**Provided data:**
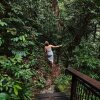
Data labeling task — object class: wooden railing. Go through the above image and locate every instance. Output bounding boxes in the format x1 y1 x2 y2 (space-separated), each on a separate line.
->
66 67 100 100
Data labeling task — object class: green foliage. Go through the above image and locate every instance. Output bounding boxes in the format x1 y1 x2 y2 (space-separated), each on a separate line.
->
59 0 100 81
0 37 4 46
0 20 7 26
0 93 9 100
54 75 70 92
13 84 22 96
0 0 100 99
72 40 100 80
0 3 5 14
7 28 17 35
33 77 46 89
0 74 22 99
0 0 41 99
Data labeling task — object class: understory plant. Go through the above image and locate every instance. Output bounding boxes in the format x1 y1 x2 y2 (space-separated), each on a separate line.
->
54 74 71 93
72 40 100 80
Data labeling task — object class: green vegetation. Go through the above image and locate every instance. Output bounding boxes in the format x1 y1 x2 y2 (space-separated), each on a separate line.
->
0 0 100 99
54 75 71 92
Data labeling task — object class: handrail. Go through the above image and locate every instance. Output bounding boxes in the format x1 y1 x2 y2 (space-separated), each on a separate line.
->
67 67 100 92
66 67 100 100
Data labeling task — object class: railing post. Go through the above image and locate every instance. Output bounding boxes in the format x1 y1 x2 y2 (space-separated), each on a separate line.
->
70 75 77 100
67 67 100 100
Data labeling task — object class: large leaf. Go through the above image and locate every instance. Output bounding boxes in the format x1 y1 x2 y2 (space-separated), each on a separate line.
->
0 93 9 100
0 20 7 26
13 84 22 96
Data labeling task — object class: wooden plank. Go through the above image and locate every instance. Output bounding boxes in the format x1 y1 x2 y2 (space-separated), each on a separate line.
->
36 92 69 100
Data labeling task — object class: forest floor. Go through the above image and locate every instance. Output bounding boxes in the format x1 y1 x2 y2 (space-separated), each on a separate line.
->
40 64 61 94
32 64 61 94
32 61 71 100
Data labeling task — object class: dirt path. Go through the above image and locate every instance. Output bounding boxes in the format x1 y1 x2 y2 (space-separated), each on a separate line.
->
40 64 61 93
32 64 61 95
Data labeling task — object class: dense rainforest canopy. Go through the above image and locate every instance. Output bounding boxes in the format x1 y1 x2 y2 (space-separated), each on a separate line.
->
0 0 100 99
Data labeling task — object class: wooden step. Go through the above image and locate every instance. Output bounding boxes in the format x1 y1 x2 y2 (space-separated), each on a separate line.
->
35 92 70 100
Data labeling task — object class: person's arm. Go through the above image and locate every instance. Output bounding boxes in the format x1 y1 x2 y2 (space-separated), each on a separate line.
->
50 45 62 48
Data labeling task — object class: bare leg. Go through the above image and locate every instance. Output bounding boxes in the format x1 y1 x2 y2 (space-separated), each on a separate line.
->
51 60 54 68
49 62 53 68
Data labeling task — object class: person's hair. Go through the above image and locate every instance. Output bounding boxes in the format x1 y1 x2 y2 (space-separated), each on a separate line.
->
45 41 49 46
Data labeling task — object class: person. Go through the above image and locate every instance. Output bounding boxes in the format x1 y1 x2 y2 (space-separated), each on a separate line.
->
44 41 62 67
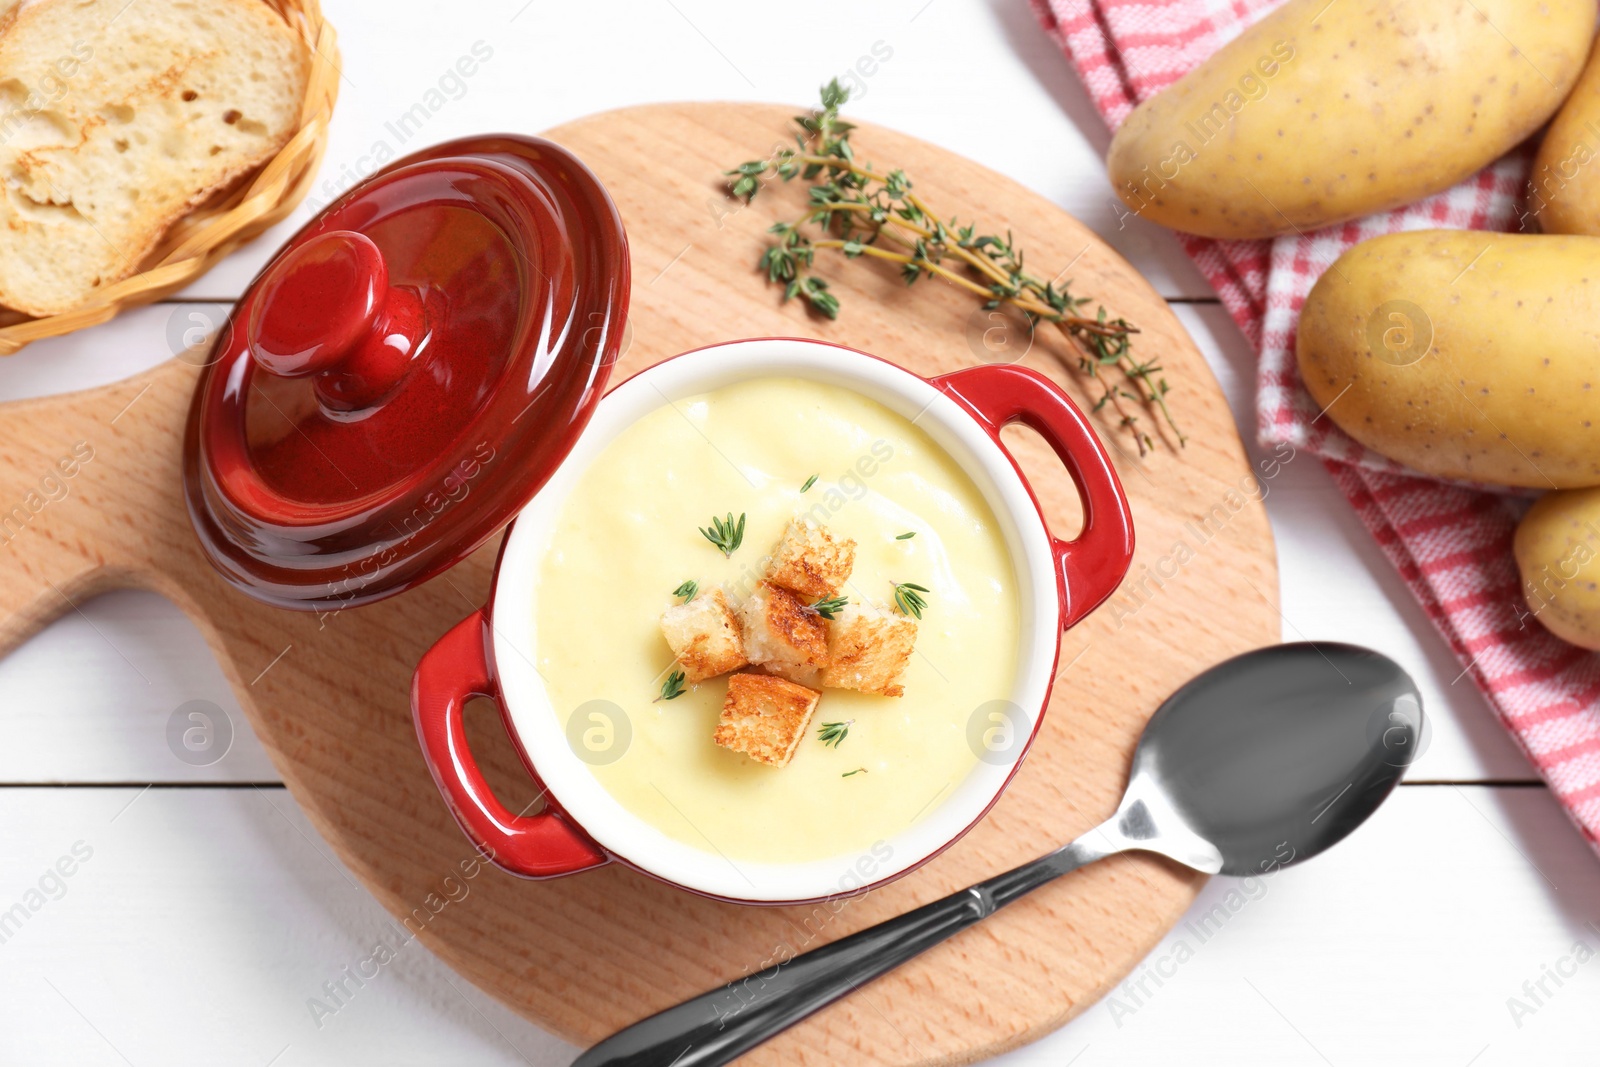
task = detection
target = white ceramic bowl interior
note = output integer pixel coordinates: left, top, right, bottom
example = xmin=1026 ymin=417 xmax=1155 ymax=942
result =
xmin=492 ymin=338 xmax=1060 ymax=901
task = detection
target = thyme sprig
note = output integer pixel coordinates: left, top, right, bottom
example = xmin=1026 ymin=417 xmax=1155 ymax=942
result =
xmin=725 ymin=79 xmax=1183 ymax=455
xmin=807 ymin=595 xmax=849 ymax=620
xmin=818 ymin=719 xmax=853 ymax=747
xmin=672 ymin=579 xmax=699 ymax=603
xmin=699 ymin=512 xmax=746 ymax=558
xmin=892 ymin=581 xmax=929 ymax=619
xmin=658 ymin=670 xmax=687 ymax=702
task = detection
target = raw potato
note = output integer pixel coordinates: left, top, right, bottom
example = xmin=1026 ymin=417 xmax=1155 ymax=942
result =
xmin=1107 ymin=0 xmax=1595 ymax=240
xmin=1532 ymin=40 xmax=1600 ymax=235
xmin=1296 ymin=230 xmax=1600 ymax=489
xmin=1515 ymin=488 xmax=1600 ymax=650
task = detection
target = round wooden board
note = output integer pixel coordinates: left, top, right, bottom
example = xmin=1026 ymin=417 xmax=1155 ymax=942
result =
xmin=0 ymin=103 xmax=1278 ymax=1064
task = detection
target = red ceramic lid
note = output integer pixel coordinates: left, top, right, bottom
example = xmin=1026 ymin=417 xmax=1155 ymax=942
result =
xmin=183 ymin=135 xmax=630 ymax=611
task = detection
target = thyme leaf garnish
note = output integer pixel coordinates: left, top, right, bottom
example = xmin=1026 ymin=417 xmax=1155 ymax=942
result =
xmin=657 ymin=670 xmax=687 ymax=702
xmin=672 ymin=579 xmax=699 ymax=603
xmin=892 ymin=581 xmax=929 ymax=619
xmin=807 ymin=595 xmax=848 ymax=620
xmin=699 ymin=512 xmax=746 ymax=558
xmin=818 ymin=719 xmax=853 ymax=748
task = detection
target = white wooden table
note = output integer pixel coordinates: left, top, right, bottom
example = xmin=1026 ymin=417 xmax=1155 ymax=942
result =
xmin=1 ymin=2 xmax=1594 ymax=1064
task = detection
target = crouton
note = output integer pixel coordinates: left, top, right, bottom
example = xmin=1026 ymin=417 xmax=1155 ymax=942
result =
xmin=739 ymin=581 xmax=828 ymax=679
xmin=714 ymin=672 xmax=822 ymax=767
xmin=766 ymin=518 xmax=856 ymax=599
xmin=659 ymin=588 xmax=746 ymax=682
xmin=822 ymin=603 xmax=918 ymax=697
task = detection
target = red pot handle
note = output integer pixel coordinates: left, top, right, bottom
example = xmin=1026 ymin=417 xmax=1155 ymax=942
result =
xmin=411 ymin=610 xmax=609 ymax=877
xmin=933 ymin=364 xmax=1135 ymax=630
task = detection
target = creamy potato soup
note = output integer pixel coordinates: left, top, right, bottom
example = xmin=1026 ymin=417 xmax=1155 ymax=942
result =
xmin=533 ymin=377 xmax=1020 ymax=865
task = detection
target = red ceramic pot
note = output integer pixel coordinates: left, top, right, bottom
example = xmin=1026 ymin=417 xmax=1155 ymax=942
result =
xmin=412 ymin=337 xmax=1134 ymax=904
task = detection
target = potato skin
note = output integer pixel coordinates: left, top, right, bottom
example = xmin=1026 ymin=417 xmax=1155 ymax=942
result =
xmin=1107 ymin=0 xmax=1595 ymax=240
xmin=1515 ymin=488 xmax=1600 ymax=650
xmin=1296 ymin=231 xmax=1600 ymax=489
xmin=1532 ymin=39 xmax=1600 ymax=235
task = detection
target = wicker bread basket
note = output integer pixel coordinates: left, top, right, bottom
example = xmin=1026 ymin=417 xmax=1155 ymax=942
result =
xmin=0 ymin=0 xmax=340 ymax=355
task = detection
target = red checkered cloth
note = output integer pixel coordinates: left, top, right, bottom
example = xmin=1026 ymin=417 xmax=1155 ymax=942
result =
xmin=1032 ymin=0 xmax=1600 ymax=855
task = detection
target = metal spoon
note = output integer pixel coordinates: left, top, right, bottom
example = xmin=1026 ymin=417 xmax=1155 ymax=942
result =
xmin=576 ymin=642 xmax=1422 ymax=1067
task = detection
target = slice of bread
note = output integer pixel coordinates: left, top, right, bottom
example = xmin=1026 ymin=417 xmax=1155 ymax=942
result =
xmin=660 ymin=587 xmax=747 ymax=683
xmin=714 ymin=672 xmax=821 ymax=767
xmin=0 ymin=0 xmax=309 ymax=315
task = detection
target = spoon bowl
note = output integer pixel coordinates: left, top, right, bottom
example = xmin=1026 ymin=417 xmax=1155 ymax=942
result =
xmin=577 ymin=642 xmax=1423 ymax=1067
xmin=1129 ymin=641 xmax=1421 ymax=876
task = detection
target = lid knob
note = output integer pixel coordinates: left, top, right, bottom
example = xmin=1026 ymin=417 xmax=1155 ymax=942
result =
xmin=246 ymin=229 xmax=427 ymax=412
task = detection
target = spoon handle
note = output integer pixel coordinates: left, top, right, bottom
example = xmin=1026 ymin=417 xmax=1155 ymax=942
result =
xmin=574 ymin=836 xmax=1114 ymax=1067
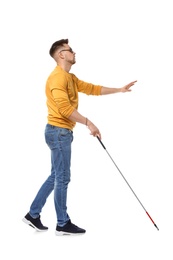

**The task:** The lines holding the word "thyme" are the answer. Find them in the entries and copy them.

**Your solution:**
target = thyme sprig
target = thyme leaf garnish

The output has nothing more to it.